Start of Quoted passage
Robust returns from convenience retailing are set to tip Ampol into record earnings territory for 2023, more than offsetting woes at the company’s only refinery, but the outlook was slightly weaker than anticipated and sent the shares lower.

Shares in the petrol and diesel supplier, which reached a nine-year high in early January, were down 2.7 per cent at $35 on Thursday.

Ampol cited a “consistently strong” performance in its convenience retailing business in Australia and an improved result at its Z Energy business in New Zealand as the reasons that earnings before interest and tax should be “slightly ahead” of 2022’s group record.

The fuels and infrastructure business, excluding the Lytton refinery in Queensland, also performed strongly, underpinned by gains in the trading and shipping division in the September quarter, the former Caltex Australia said on Thursday.
End of Quoted passage
Exercises to complete:
a. Echo the Ampol earnings report word for word, everything from "Ampol cited a" down to "2022’s group record.".
b. Carry on the Ampol earnings report from the point where it stops.
Start of Data shown
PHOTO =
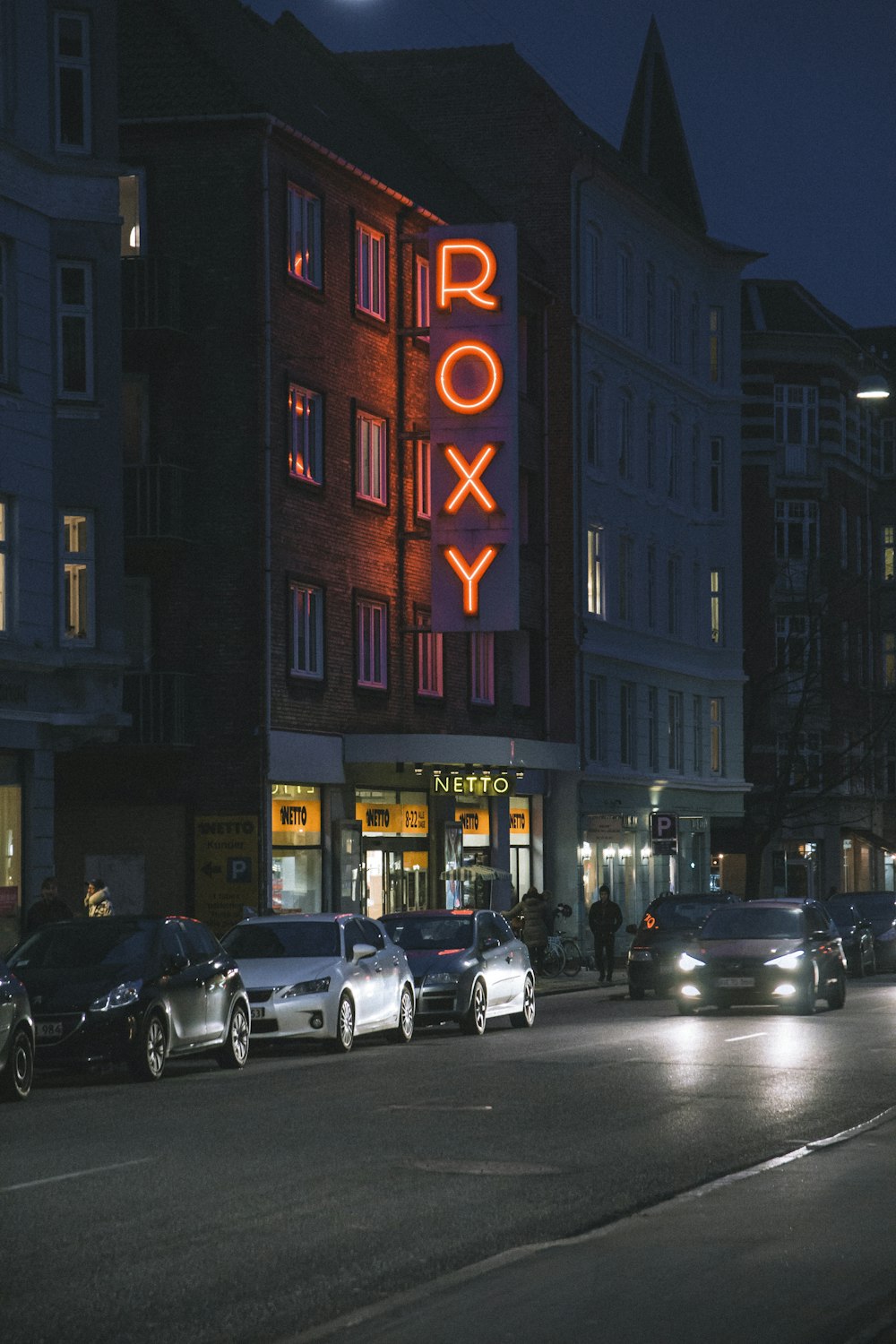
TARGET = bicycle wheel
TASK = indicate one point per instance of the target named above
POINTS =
(573, 957)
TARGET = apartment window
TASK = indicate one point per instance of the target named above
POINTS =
(624, 290)
(306, 620)
(675, 594)
(482, 667)
(796, 530)
(422, 296)
(370, 271)
(591, 271)
(74, 332)
(370, 459)
(653, 728)
(595, 572)
(716, 737)
(77, 578)
(715, 346)
(675, 323)
(650, 306)
(676, 730)
(715, 476)
(429, 658)
(373, 625)
(72, 40)
(627, 720)
(716, 632)
(306, 435)
(592, 409)
(306, 257)
(424, 478)
(597, 718)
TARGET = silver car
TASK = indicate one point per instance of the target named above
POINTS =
(327, 976)
(468, 967)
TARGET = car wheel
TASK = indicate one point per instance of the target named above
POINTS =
(527, 1016)
(148, 1064)
(15, 1082)
(234, 1053)
(836, 996)
(403, 1032)
(473, 1021)
(344, 1026)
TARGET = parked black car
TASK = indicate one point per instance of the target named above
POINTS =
(856, 932)
(16, 1038)
(668, 926)
(134, 991)
(764, 952)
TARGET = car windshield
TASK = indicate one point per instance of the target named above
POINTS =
(677, 914)
(430, 935)
(287, 938)
(754, 922)
(82, 945)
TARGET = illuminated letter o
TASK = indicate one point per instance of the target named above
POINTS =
(445, 376)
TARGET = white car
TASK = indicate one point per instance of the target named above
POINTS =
(323, 976)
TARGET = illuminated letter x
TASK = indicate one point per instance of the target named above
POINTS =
(470, 481)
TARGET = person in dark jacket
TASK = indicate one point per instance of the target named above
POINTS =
(535, 913)
(605, 918)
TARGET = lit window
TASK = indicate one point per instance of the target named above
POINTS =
(304, 261)
(370, 465)
(370, 271)
(77, 578)
(74, 317)
(373, 623)
(306, 644)
(306, 435)
(72, 39)
(482, 667)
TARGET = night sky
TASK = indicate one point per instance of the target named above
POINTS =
(788, 108)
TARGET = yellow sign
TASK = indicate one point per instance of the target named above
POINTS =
(392, 819)
(225, 868)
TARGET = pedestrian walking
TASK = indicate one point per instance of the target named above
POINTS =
(533, 909)
(605, 918)
(48, 909)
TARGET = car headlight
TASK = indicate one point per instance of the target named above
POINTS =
(118, 997)
(688, 962)
(306, 986)
(788, 961)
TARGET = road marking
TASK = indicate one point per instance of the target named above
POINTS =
(88, 1171)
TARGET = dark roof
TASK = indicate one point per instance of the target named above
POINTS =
(217, 58)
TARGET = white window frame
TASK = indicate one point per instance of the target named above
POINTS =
(371, 461)
(306, 631)
(373, 644)
(370, 271)
(481, 667)
(306, 435)
(78, 581)
(69, 64)
(306, 257)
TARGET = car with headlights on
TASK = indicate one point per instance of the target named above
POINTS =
(468, 967)
(323, 976)
(668, 926)
(16, 1038)
(764, 952)
(132, 989)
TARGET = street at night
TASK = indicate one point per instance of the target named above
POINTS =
(261, 1204)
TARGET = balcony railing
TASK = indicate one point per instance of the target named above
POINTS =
(156, 502)
(161, 709)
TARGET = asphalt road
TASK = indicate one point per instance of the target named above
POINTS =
(252, 1207)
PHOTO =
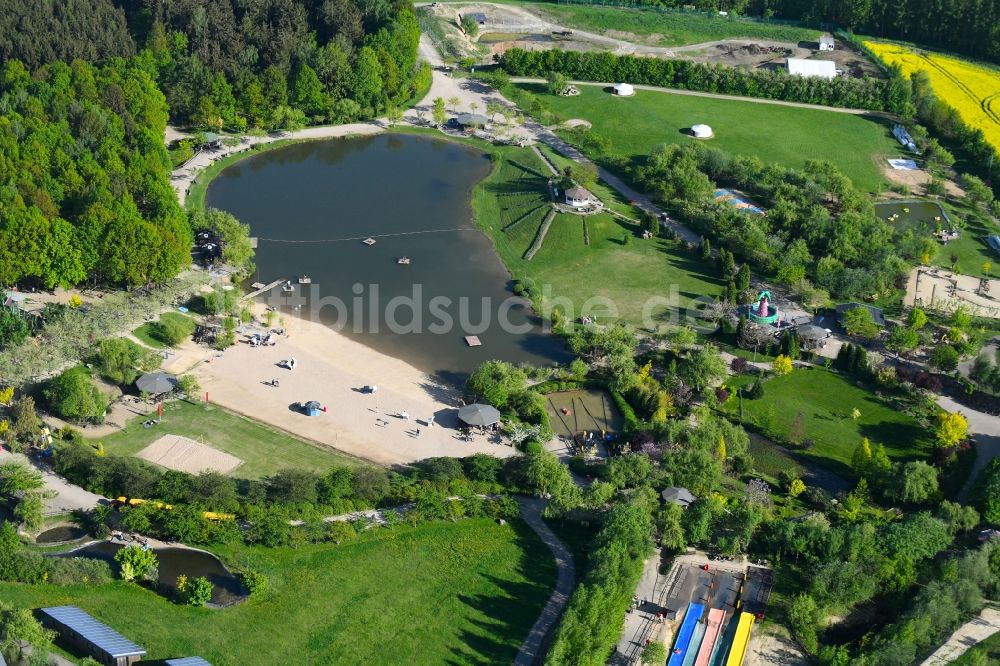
End of Data shown
Written responses:
a.
Ampol cited a “consistently strong” performance in its convenience retailing business in Australia and an improved result at its Z Energy business in New Zealand as the reasons that earnings before interest and tax should be “slightly ahead” of 2022’s group record.

b.
At Lytton, earnings and fuel volumes were hit by an unexpected outage at the plant in late December, although it has since returned to normal operations.

The volume of fuels produced at the refinery in the fourth quarter slipped to 1.43 billion litres, down from 1.58 billion in the December quarter of 2022.

The refiner margin at the plant, representing the gross profit made on converting a barrel of crude oil into a barrel of petrol, diesel and jet fuel, averaged $US10.52 per barrel in the fourth quarter, down from $US11.76 per barrel in the same quarter a year earlier and lower than some analyst estimates.

RBC Capital Markets was forecasting the refiner margin at the plant would average $US14.50 a barrel in the December quarter and was also anticipating higher throughput, of 1.565 billion litres, roughly flat with the third quarter.

RBC energy analyst Gordon Ramsay described the trading update as “mixed”, noting that the commentary implies full-year EBIT will be roughly in line or slightly below consensus estimates of $1.308 billion.

He said the outlook implies that the convenience retailing business, Z Energy and the non-refinery business have performed more strongly than anticipated, likely ahead of consensus estimates, and suggested it paves the way for a capital return to shareholders, something the market has been eyeing for months.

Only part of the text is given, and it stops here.